Exercise: Copy the material below word for word, leaving out the pictures.

:: Input for this task ::

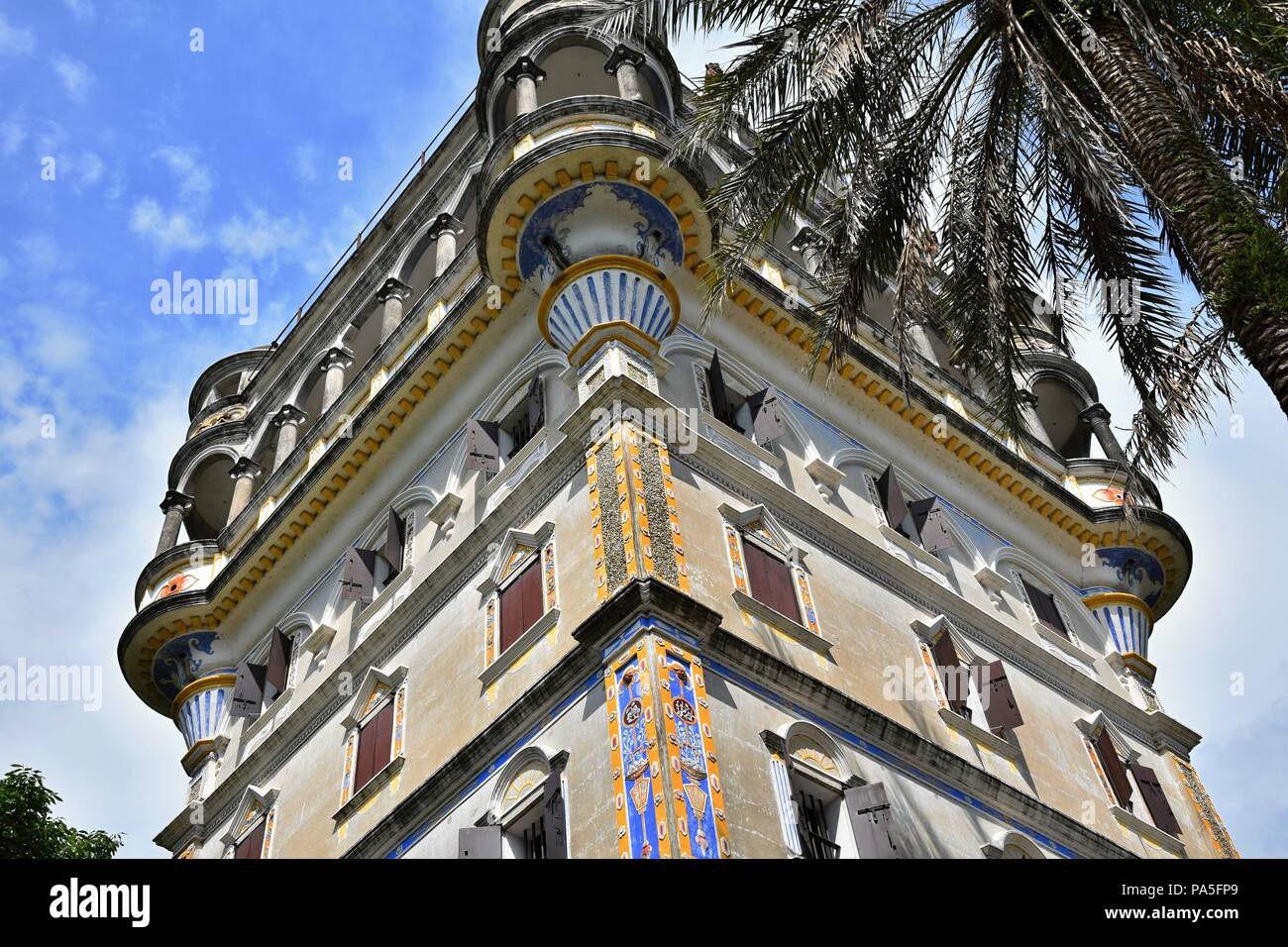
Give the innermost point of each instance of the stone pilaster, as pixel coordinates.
(175, 506)
(1096, 416)
(391, 296)
(523, 76)
(287, 421)
(625, 63)
(244, 474)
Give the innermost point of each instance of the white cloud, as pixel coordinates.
(75, 76)
(40, 253)
(193, 176)
(81, 9)
(304, 162)
(14, 40)
(167, 231)
(12, 136)
(88, 167)
(261, 237)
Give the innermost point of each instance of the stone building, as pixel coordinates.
(503, 552)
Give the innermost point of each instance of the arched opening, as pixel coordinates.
(1057, 407)
(211, 489)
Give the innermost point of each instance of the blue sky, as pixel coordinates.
(224, 162)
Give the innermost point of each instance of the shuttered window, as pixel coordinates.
(952, 676)
(1043, 605)
(1155, 801)
(253, 845)
(771, 581)
(374, 742)
(520, 603)
(1113, 767)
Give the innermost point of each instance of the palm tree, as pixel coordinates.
(971, 153)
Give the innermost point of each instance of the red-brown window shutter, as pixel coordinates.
(1043, 604)
(1155, 801)
(374, 742)
(951, 673)
(522, 603)
(996, 694)
(1113, 766)
(771, 581)
(253, 845)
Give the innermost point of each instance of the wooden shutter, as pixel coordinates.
(536, 406)
(1155, 801)
(719, 395)
(767, 419)
(996, 694)
(483, 446)
(1113, 767)
(278, 665)
(557, 834)
(253, 845)
(1043, 605)
(520, 603)
(395, 540)
(894, 505)
(359, 578)
(771, 581)
(480, 841)
(249, 689)
(931, 522)
(374, 742)
(956, 689)
(872, 821)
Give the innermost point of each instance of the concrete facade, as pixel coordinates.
(657, 706)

:::

Result of the task:
Give the innermost point of each instance of the stone pilaster, as pixel coordinates.
(175, 506)
(1096, 416)
(391, 296)
(523, 76)
(287, 421)
(625, 63)
(244, 474)
Give the innermost point of each instance of the white cloud, as pixel coordinates.
(75, 76)
(40, 253)
(193, 176)
(81, 9)
(304, 162)
(14, 40)
(167, 231)
(12, 136)
(88, 167)
(261, 237)
Give the innermost point of each instance of the stone building, as pixel coordinates.
(503, 552)
Give the innermost point of each instance of the arched opening, as pixel coordinates.
(1057, 407)
(211, 489)
Give the innermost point of each instance of the blue sky, as pixel coordinates.
(224, 162)
Give the innermost point of each instance of the shuttered window, as pixel coordinates.
(952, 676)
(1043, 605)
(1155, 801)
(253, 845)
(771, 581)
(374, 742)
(520, 603)
(1113, 767)
Give the innermost point of each instance of the palm tree, as pixel coordinates.
(971, 153)
Give the innermost point of each instance of the red-brown window shutter, as pixel coordinates.
(1043, 604)
(1155, 801)
(374, 742)
(951, 673)
(522, 603)
(996, 694)
(1113, 766)
(771, 581)
(253, 845)
Give the innermost point of each instance of the wooden shutter, as pixel coordinates.
(536, 406)
(1155, 801)
(719, 395)
(767, 419)
(996, 694)
(483, 446)
(1113, 767)
(278, 665)
(557, 834)
(253, 845)
(1043, 605)
(520, 603)
(395, 540)
(894, 505)
(359, 578)
(771, 581)
(480, 841)
(249, 689)
(931, 522)
(374, 742)
(956, 689)
(872, 821)
Give the innermost point of each instance of the concrete facade, as pixel coordinates.
(657, 706)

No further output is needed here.